+++ Testo da leggere

L’espediente che abbiamo adottato è stato quello di raccontare una giornata di gioco all’aria aperta di un bambino, anche se spesso quello che accade sembrerebbe aver poco a che fare con l’attività filosofica. Arturo si guarda allo specchio, mangia, corre in bicicletta a caccia di lucertole, si diverte, si annoia e, soprattutto, si fa molte domande. Arturo è un bambino “curioso” che cerca il significato delle sue azioni, anche quelle più banali.
Come avete scelto i tre temi presentati − il sé, il tempo, la giustizia − e perché li avete ritenuti centrali per il vostro progetto?
Abbiamo deciso di affrontare tre questioni che compaiono abbastanza presto nella mente del bambino: il tema dell’identità, dello scorrere del tempo e del bene e del male. Ci sembrava interessante perché si tratta di concetti che, durante l’infanzia, si presentano in forme profondamente diverse da quelle tipiche dell’età adulta. Un bambino può tranquillamente iniziare un discorso con suo padre dicendo: “quando io ero grande e tu eri piccolo”. Quale immagine del tempo e dell’identità nascondono, ad esempio, espressioni di questo tipo?
Avevate preso in considerazione anche altre tematiche?
In futuro ci piacerebbe toccare altre questioni, vicine alla filosofia della mente (Cos’è il pensiero? È reale quello che vedo? Cosa sono i sogni? Esistono gli altri?), alla filosofia della religione (Dio esiste? Da dove viene l’universo? Cos’è la morte?) o alla filosofia politica (Cos’è la libertà? Qual è la forma di governo migliore?), ma anche questioni attuali, legate ad esempio alla società multiculturale, all’ecologia o all’affettività.
A chi è rivolto il vostro libro?
Non abbiamo immaginato un’unica tipologia di lettore. Ci piacerebbe, infatti, che il libro venisse letto e sfogliato in gruppo, intrecciando così diverse fasce d’età. Da un lato, le pagine più narrative sono facilmente accessibili a bambini relativamente piccoli (dai 6 anni in poi); dall’altro, gli approfondimenti su filosofi, sociologi e scrittori puntano ad un’età più alta (almeno 10 anni). Anche un adulto potrebbe trovare, tra le righe, utili stimoli di riflessione.

++++++

Consegna:
Rispondi in breve alle seguenti domande sul testo da leggere.
(a) Quali sono i tre temi presentati nel libro?
(b) Da quale età le pagine più narrative risultano facilmente accessibili ai bambini?
(c) A caccia di che cosa va Arturo mentre corre in bicicletta?

+++ Dati estratti

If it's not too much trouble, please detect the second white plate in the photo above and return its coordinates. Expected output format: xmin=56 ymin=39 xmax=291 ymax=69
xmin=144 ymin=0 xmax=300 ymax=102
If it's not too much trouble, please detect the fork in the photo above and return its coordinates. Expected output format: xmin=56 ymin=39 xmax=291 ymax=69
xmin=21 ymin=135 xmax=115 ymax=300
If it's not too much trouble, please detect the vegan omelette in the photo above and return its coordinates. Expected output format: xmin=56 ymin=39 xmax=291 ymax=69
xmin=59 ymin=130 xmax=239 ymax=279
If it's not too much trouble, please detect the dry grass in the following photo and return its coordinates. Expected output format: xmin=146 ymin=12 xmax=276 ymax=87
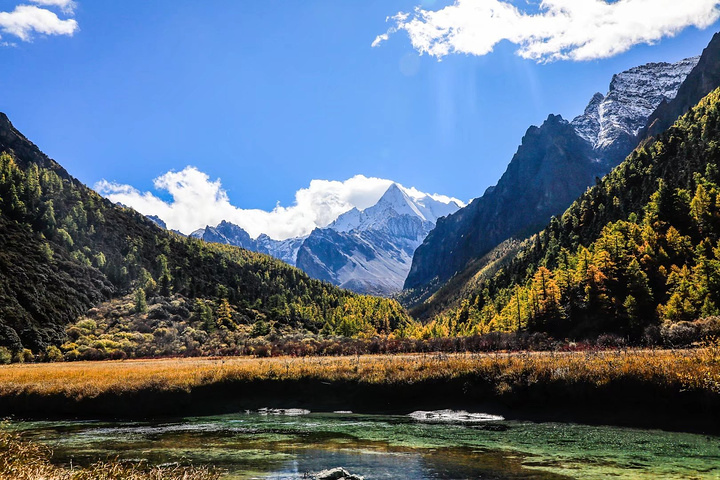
xmin=0 ymin=343 xmax=720 ymax=399
xmin=0 ymin=430 xmax=220 ymax=480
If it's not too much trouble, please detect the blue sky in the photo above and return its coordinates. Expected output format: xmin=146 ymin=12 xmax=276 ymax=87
xmin=0 ymin=0 xmax=720 ymax=236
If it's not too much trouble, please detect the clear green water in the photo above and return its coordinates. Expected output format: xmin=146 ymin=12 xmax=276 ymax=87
xmin=9 ymin=413 xmax=720 ymax=480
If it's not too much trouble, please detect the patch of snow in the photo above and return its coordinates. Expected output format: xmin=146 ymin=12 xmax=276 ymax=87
xmin=571 ymin=57 xmax=700 ymax=150
xmin=409 ymin=410 xmax=505 ymax=423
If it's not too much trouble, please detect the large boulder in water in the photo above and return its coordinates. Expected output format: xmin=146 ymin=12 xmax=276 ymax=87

++++++

Risposta:
(a) Il sé, il tempo e la giustizia.
(b) Dai 6 anni in poi.
(c) A caccia di lucertole.